--- Work required ---
Pick out every line in the data below that contains the string "onion", matching case, and copy each of those lines.

--- Data shown ---
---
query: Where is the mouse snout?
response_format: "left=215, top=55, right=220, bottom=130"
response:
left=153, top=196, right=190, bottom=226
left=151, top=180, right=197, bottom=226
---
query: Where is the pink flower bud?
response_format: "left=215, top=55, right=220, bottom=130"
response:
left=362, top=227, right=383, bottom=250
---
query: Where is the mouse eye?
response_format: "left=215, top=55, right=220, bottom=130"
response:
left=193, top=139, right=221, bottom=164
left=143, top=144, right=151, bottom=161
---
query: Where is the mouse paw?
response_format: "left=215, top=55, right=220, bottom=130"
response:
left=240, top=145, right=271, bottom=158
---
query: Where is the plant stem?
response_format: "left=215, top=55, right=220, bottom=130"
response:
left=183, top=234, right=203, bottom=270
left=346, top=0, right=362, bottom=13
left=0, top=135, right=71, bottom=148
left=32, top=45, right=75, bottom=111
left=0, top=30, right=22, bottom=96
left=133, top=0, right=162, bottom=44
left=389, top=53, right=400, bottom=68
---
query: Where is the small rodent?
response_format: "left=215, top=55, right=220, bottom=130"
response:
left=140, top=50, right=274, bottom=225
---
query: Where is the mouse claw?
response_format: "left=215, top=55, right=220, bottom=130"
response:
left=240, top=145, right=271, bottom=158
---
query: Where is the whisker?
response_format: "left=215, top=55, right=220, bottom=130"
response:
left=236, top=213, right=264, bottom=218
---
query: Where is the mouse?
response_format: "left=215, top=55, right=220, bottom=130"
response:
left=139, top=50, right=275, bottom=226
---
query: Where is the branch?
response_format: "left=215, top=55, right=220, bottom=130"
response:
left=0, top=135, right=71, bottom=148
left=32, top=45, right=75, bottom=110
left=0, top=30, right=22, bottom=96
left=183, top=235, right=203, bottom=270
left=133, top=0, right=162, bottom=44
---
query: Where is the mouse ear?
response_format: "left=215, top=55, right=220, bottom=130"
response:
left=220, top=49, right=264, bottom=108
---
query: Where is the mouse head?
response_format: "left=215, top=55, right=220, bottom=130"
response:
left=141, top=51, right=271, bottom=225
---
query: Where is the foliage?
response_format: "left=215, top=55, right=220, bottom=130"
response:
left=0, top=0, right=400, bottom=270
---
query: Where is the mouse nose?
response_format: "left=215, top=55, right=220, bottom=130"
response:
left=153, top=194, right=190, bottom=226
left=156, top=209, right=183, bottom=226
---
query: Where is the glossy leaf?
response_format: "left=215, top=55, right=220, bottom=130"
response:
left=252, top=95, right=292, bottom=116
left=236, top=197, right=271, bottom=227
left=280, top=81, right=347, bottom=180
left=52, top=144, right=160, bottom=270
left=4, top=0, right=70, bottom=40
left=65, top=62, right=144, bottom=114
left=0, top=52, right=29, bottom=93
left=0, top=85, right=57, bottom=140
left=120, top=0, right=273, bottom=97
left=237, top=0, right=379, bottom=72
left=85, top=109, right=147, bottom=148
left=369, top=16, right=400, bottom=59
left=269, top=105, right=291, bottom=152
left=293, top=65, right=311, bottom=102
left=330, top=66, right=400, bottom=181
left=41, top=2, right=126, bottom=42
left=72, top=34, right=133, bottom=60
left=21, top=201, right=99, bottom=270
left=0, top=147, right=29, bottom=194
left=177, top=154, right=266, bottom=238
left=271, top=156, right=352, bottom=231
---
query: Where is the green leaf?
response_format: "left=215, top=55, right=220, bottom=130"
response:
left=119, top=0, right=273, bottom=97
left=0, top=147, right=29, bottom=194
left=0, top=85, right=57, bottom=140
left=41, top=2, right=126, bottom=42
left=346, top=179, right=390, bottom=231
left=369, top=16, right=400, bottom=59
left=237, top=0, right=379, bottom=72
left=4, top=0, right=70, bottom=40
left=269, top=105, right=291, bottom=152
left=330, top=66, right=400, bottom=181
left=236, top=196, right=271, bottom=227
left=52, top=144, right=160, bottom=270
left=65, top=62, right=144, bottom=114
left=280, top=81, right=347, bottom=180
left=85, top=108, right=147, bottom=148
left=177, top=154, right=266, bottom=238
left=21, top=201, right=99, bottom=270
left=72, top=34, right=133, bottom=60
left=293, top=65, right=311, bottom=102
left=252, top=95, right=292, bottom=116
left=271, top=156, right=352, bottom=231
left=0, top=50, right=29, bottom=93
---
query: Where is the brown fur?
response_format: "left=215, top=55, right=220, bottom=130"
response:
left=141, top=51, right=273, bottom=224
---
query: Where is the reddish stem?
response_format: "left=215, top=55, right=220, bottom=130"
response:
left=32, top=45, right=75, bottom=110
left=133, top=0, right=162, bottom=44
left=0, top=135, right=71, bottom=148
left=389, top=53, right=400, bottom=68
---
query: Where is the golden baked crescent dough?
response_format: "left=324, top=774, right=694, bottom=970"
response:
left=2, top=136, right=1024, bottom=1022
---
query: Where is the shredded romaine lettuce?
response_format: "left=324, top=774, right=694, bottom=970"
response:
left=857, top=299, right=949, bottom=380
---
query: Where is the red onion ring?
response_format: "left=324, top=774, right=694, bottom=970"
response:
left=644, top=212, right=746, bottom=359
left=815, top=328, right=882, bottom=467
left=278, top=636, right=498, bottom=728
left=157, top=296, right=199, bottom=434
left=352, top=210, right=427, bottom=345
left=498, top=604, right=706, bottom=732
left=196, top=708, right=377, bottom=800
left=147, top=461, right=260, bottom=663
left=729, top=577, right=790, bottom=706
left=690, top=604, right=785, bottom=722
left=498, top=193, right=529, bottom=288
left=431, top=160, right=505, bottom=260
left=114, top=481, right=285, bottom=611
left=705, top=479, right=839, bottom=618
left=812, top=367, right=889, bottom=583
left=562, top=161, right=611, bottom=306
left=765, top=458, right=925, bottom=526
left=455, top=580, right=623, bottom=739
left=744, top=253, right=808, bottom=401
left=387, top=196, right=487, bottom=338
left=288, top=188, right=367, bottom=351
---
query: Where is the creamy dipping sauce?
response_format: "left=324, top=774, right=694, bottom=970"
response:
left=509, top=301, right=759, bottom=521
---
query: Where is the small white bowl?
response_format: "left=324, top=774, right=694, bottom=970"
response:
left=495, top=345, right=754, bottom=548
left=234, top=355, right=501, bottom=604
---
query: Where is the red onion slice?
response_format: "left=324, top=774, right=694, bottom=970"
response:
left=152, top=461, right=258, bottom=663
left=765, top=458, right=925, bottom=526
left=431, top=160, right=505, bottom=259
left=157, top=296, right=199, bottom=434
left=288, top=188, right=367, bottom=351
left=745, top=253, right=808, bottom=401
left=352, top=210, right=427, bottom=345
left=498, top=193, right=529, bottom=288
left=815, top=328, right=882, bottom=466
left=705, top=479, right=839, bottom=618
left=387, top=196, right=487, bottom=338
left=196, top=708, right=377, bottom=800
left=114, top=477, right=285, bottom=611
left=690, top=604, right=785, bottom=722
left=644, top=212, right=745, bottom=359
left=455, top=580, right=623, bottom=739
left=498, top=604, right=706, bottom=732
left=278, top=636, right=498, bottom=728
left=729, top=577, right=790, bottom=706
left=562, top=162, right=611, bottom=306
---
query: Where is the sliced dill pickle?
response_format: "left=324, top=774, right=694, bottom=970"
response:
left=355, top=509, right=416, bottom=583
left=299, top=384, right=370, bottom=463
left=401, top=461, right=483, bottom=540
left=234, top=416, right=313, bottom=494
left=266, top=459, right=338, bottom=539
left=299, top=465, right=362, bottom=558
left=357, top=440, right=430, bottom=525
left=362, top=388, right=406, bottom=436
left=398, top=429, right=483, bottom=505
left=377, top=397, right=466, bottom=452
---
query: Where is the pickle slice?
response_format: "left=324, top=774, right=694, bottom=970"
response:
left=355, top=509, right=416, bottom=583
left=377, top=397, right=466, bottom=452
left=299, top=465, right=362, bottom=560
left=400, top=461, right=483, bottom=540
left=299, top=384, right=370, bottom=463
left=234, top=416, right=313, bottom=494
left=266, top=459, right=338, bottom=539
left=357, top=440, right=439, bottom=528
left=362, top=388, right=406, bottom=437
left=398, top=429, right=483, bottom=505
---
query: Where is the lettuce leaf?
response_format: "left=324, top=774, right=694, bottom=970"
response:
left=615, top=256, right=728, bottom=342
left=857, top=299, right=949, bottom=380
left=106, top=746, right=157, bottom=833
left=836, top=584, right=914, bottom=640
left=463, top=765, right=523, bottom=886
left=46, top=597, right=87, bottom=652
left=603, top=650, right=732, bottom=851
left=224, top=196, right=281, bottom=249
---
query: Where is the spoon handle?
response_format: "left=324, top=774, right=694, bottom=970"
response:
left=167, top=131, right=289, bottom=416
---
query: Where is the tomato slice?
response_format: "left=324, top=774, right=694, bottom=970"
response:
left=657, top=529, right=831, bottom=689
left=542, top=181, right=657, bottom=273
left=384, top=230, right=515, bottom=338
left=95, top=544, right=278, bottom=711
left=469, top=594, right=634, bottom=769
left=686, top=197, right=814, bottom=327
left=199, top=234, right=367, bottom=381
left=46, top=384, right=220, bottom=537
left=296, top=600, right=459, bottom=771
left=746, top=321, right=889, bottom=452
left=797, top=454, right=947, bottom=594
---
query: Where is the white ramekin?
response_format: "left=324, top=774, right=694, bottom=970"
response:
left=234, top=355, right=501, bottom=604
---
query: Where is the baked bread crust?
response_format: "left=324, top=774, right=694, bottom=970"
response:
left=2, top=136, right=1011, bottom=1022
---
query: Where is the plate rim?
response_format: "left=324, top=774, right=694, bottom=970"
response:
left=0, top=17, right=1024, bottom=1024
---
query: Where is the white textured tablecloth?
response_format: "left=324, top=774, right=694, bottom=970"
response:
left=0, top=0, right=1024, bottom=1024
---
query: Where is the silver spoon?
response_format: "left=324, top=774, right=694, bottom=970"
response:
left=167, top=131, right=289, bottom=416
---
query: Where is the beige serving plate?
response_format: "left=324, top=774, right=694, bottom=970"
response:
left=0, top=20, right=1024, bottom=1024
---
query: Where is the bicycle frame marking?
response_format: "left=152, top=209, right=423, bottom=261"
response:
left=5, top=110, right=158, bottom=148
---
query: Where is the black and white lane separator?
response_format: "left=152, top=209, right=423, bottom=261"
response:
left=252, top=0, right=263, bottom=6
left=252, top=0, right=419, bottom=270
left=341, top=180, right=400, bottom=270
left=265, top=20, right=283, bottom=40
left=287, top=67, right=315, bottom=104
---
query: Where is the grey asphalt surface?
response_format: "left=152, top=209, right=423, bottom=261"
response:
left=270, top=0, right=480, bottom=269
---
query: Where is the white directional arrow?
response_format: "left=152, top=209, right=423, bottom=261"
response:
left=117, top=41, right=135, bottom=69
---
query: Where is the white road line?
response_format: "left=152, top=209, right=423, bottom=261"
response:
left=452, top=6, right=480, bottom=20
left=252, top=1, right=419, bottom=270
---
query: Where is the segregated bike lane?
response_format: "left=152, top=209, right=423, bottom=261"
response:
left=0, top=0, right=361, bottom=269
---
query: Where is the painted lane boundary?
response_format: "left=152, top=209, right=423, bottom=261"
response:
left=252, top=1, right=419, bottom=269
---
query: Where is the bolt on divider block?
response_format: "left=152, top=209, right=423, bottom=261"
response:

--- Task result ---
query: Where is the red onion ring?
query: Where is the red onion slice?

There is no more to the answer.